Challenge 1: List every company or organization named in the office branding article below.
Challenge 2: Translate this sentence from the office branding article below into Spanish: "This remarkable feat was achieved without the rental pioneer buying a single brick for users."
Challenge 3: Write the next part of the office branding article below, starting after its final sentence.

Text extract:
□ □ □ □
How important is office branding?

It’s now three years since Airbnb first offered more rooms than the world’s top five hotel brands put together. This remarkable feat was achieved without the rental pioneer buying a single brick for users. More recently, at the start of March, branchless UK challenger bank Monzo celebrated attracting its four-millionth customer, an impressive milestone reached in a handful of years.

Considering the rapid and seismic paradigm shift in the global business landscape, wrought by technological advancement, how vital, then, is physical office branding in the digital age?

“On its own, physical office branding is arguably less important today than ever before,” says Jed Backhouse, a digital brand consultant at Infinite Global. “Instead, what is crucial is the alignment of a physical brand with digital and experiential dimensions.

“This means ensuring an organisation’s purpose and values are consistently demonstrated, communicated and manifested across all brand touchpoints. That includes the workplace environment, but also media, marketing and other interactions. Therefore, the office can, in some ways, now be considered part of the media mix for brands.”
□ □ □ □
Entries:
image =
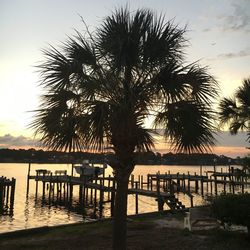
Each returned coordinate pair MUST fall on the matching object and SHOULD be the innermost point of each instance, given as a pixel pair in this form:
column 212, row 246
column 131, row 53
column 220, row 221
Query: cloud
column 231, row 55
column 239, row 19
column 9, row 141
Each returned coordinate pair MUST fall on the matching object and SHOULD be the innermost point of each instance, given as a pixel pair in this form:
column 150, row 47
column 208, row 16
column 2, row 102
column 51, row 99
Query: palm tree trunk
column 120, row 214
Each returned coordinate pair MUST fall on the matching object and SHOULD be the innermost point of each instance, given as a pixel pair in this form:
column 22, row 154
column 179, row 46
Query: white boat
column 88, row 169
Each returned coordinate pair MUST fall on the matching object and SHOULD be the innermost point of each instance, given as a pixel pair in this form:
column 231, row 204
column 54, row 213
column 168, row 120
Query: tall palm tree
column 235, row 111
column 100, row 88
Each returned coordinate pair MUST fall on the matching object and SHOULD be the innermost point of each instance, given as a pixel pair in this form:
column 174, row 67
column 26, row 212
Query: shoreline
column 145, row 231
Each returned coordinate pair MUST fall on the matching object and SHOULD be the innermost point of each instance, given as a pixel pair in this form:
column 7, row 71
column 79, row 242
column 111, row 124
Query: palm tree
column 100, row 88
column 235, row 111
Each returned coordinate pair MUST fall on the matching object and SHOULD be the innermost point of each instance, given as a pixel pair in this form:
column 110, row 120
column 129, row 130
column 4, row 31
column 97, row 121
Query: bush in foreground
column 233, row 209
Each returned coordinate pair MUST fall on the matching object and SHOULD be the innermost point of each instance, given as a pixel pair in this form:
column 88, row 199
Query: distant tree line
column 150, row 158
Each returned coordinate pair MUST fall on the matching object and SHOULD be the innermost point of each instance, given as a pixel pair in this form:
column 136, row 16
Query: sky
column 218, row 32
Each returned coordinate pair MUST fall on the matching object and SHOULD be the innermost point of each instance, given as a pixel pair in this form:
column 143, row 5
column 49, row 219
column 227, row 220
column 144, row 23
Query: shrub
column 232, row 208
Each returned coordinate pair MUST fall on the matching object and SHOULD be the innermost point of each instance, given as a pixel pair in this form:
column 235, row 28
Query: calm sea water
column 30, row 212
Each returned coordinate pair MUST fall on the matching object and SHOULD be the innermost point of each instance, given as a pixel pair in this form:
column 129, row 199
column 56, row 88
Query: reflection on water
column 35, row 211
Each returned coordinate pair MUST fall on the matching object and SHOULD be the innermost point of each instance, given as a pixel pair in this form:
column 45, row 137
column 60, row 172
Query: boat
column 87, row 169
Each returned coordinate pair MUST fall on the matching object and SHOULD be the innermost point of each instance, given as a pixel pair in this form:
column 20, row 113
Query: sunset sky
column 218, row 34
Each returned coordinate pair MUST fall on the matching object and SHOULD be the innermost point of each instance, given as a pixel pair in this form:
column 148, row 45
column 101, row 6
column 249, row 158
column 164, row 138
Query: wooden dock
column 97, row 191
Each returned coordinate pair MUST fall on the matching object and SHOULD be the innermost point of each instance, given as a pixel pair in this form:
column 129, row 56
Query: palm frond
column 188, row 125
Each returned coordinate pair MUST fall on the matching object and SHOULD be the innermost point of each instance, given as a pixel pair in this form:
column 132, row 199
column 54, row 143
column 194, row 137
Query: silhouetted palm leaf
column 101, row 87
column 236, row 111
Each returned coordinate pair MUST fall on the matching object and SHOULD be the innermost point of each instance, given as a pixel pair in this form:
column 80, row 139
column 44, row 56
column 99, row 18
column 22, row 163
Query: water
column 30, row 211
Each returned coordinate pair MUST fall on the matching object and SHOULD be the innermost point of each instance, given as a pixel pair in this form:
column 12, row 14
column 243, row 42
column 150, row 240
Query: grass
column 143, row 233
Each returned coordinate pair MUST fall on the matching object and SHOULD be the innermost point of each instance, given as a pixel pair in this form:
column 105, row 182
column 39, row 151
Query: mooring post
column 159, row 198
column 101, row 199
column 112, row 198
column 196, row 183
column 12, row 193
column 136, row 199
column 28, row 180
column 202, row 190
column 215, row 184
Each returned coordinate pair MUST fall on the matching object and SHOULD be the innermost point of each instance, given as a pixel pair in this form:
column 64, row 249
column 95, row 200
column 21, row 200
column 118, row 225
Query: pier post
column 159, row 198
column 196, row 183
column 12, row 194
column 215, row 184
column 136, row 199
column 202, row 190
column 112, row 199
□ □ □ □
Right answer 1: Airbnb, Monzo, Infinite Global

Right answer 2: Esta notable hazaña se logró sin que la pionera del alquiler comprara un solo ladrillo para los usuarios.

Right answer 3:
Indeed, business leaders would be foolish to neglect investment in office branding and the working environment, says Steve Sharp, director at Fat Cow Media, given its enormous potential to enhance company reputation for employees, customers and investors alike.

“While a tangible brand identity remains the cornerstone of any good marketing strategy, it’s not enough to rely on digital experiences,” he says. “Physical experiences leave a longer-lasting impression and offer a more personal opportunity to reach consumers.”

Make impressions count to boost company reputation

Beth Hampson, commercial director at The Argyll Club, which has 38 luxury workspaces across London, agrees. “Carefully selected colour palettes, logos and website designs are key in 2020, but organisations may be missing a huge trick by not considering what the four walls around them say about their brand,” she says.

“While a lot of business is conducted via tech these days, the most important decisions often still happen in person. Why, then, are businesses pumping money into their digital brand, but overlooking the impression given to clients, investors or recruits after a simple meeting at the office?

Physical experiences leave a longer-lasting impression and offer a more personal opportunity to reach consumers

“Businesses shouldn’t forget the power of that first impression when you walk through the door, especially in this digital age. As life is increasingly digitalised and automated, the physical and tangible may become more valuable when attempting to stand out from the crowd.”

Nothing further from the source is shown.